• _The task_:
Identify the line in which "14/07/2017 in the photo above." appears, then reproduce that line and all remaining lines of the records word for word.

• _Dataset records_:
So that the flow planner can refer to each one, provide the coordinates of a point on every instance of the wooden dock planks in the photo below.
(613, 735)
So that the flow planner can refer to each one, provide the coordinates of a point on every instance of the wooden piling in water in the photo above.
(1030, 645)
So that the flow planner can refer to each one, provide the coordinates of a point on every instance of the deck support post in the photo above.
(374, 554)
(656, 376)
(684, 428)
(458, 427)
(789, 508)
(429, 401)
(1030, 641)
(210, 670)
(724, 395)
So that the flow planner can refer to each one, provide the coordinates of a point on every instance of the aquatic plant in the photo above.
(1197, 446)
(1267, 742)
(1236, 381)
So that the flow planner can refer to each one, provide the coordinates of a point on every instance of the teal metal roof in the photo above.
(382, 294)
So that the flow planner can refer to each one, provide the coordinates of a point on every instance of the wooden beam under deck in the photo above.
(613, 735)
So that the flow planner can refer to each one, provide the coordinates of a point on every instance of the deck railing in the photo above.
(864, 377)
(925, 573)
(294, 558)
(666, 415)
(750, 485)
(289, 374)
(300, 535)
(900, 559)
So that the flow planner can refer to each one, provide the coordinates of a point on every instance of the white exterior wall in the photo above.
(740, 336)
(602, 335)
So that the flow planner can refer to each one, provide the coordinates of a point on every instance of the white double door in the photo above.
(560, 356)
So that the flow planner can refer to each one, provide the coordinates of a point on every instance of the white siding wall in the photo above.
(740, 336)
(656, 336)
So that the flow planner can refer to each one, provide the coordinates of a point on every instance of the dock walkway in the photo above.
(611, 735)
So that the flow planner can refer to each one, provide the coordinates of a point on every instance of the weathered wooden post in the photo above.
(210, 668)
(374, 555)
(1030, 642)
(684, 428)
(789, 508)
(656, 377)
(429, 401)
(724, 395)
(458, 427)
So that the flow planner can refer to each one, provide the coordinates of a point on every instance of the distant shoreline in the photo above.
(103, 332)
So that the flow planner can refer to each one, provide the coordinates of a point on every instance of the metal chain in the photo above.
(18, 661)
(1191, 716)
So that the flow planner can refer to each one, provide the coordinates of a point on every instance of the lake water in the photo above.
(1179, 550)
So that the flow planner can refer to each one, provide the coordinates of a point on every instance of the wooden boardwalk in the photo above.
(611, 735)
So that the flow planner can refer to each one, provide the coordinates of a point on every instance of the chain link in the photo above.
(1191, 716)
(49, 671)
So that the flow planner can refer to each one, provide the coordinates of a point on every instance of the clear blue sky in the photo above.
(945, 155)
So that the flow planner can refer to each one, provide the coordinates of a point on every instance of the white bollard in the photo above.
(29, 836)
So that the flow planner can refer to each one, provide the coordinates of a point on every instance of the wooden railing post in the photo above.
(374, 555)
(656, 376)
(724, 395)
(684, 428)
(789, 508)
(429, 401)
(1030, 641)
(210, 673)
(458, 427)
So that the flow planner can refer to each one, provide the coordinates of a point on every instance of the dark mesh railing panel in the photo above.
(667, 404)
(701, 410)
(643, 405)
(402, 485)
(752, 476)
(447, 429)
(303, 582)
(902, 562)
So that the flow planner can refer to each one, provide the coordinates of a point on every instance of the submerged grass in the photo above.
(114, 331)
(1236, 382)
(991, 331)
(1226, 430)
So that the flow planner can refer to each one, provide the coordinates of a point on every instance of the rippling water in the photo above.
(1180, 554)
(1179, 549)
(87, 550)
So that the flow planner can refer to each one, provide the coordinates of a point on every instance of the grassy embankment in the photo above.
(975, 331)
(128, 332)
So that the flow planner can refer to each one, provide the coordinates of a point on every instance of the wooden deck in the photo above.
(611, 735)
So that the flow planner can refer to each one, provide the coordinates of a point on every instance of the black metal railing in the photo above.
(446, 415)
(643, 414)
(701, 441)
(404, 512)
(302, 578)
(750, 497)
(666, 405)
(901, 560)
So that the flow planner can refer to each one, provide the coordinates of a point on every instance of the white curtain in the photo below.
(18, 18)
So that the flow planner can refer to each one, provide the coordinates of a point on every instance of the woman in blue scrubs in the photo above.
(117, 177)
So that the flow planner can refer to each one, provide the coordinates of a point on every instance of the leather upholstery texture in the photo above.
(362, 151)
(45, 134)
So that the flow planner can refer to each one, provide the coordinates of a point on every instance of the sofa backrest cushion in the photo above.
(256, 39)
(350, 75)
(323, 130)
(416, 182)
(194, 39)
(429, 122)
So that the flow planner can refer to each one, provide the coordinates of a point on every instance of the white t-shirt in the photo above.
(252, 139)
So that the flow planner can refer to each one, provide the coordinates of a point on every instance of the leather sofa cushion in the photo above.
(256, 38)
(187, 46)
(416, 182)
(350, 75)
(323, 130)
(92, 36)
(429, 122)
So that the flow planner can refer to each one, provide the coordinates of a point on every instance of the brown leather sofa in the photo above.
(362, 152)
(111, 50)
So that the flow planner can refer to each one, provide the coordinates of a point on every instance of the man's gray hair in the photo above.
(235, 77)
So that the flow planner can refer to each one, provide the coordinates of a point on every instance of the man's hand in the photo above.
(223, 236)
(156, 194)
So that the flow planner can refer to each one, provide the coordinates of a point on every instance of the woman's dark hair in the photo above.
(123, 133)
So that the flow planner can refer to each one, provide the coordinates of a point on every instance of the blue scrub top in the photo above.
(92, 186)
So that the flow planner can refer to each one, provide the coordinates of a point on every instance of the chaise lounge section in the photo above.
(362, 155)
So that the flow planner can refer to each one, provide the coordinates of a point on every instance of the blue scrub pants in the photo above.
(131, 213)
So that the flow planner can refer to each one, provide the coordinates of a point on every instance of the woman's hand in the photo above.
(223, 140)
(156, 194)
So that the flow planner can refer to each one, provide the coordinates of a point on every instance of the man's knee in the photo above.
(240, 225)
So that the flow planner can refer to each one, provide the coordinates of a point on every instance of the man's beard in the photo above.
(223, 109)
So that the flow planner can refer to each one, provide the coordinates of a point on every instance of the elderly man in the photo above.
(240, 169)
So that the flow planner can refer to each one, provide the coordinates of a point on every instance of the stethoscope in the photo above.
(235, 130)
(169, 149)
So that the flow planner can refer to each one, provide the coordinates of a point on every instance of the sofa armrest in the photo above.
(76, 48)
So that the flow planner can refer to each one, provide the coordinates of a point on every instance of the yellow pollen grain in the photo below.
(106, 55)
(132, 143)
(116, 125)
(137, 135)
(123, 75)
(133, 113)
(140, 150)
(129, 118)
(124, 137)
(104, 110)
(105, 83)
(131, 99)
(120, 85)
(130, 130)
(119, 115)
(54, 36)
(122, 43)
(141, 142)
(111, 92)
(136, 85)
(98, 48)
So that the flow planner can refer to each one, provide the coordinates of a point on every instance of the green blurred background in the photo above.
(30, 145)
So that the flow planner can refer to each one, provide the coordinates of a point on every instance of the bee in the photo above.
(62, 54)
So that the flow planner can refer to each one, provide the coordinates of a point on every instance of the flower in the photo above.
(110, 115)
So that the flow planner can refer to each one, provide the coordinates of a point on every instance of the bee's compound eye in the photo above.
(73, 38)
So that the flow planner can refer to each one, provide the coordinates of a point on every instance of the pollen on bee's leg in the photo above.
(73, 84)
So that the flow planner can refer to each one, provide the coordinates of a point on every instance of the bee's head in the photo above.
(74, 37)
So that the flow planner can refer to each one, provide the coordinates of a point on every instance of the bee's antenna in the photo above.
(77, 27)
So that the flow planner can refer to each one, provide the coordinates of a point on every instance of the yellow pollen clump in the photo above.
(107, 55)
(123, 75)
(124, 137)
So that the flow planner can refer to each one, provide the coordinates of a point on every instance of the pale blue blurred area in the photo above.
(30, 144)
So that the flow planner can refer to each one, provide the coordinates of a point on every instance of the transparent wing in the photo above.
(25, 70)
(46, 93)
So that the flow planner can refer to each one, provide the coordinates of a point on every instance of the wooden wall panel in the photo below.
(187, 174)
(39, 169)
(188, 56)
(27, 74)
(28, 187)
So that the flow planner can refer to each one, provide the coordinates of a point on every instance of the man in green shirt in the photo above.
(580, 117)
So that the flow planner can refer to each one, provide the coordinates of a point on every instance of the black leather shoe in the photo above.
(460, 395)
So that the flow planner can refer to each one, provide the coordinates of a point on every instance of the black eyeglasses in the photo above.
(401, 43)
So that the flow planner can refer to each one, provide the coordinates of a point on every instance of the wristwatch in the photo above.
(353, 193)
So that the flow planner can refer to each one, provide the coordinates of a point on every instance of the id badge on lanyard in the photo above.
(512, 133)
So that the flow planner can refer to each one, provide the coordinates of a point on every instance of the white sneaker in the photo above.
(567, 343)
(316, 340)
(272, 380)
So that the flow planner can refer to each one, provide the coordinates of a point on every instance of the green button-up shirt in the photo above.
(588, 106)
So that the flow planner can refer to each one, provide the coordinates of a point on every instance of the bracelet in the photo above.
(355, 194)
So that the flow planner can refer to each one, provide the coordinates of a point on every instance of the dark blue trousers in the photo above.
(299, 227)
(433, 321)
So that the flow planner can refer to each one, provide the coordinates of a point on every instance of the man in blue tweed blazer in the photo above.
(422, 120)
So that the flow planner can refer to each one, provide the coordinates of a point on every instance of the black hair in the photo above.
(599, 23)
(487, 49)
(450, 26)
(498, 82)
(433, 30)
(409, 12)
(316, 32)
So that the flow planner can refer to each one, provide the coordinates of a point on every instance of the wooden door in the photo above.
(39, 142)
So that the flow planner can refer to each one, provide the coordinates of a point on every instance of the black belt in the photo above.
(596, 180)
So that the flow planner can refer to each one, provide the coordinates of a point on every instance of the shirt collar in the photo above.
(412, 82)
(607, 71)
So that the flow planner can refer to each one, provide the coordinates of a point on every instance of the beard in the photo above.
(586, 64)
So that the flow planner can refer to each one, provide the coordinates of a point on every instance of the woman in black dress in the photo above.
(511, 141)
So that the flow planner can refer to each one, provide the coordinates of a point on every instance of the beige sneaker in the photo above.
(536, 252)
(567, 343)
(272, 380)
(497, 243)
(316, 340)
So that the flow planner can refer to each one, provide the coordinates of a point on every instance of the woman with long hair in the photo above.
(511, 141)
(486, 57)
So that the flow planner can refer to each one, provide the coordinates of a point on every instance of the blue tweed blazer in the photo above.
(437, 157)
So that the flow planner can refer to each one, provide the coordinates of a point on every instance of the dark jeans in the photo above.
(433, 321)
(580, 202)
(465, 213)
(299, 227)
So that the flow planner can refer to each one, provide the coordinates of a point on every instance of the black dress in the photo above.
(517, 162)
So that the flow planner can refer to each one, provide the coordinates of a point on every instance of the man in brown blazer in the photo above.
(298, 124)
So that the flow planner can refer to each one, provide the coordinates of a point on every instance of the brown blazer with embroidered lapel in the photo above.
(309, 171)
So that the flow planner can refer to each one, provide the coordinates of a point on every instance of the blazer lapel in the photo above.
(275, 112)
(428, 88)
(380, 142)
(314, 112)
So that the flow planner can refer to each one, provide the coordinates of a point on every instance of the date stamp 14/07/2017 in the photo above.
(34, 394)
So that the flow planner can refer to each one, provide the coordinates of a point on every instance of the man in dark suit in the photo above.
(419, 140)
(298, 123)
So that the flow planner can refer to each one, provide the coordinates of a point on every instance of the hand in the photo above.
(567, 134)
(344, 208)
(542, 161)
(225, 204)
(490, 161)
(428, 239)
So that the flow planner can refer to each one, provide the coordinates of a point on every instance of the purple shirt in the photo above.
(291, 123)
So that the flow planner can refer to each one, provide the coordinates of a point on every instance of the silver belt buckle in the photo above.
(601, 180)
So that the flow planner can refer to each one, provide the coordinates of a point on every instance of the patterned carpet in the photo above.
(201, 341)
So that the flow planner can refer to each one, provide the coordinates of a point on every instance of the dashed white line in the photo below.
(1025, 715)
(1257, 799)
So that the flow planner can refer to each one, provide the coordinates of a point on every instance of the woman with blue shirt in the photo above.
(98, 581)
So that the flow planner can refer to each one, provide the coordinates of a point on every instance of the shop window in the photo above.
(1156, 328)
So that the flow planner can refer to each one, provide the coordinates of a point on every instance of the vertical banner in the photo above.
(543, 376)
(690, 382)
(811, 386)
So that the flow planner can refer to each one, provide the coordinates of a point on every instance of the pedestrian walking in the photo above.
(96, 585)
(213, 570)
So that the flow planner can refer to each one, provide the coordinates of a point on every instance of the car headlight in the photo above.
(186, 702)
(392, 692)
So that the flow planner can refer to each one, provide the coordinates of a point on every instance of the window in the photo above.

• _Response to the exercise_:
So that the flow planner can refer to each one, provide the coordinates of a point on every instance of the date stamp 14/07/2017 in the photo above.
(34, 394)
So that the flow planner can refer to each one, provide the coordinates of a point on every instance of the man in dark suit in the photo above.
(419, 140)
(298, 123)
So that the flow planner can refer to each one, provide the coordinates of a point on every instance of the hand in the photo above.
(567, 134)
(344, 208)
(542, 161)
(225, 204)
(490, 161)
(428, 239)
So that the flow planner can refer to each one, provide the coordinates of a point on every instance of the purple shirt in the photo above.
(291, 123)
So that the flow planner can refer to each one, provide the coordinates of a point on every instance of the silver belt buckle in the photo above.
(601, 180)
So that the flow planner can refer to each one, provide the coordinates of a point on every instance of the patterned carpet in the photo above.
(201, 341)
So that the flow planner can refer to each one, provide the coordinates of a point on every instance of the dashed white line in the photo below.
(1025, 715)
(1257, 799)
So that the flow planner can refer to each one, provide the coordinates of a point on every instance of the woman with blue shirt in the photo above.
(98, 581)
So that the flow planner can refer to each one, provide the coordinates of a point on every instance of the shop window in the photo above.
(1156, 328)
So that the flow planner can refer to each one, provide the coordinates of a point on every instance of the vertical banner in the photo above.
(543, 376)
(690, 382)
(811, 386)
So that the flow planner can refer to each one, provide the coordinates of a point on every instance of the pedestrian walking in the photo above.
(96, 585)
(213, 570)
So that the flow planner can refer to each one, provide the coordinates of a point on every instance of the car headlight in the photo above.
(186, 702)
(392, 692)
So that the flow planner can refer to each one, provide the coordinates of a point on every instance of the window in the photo above.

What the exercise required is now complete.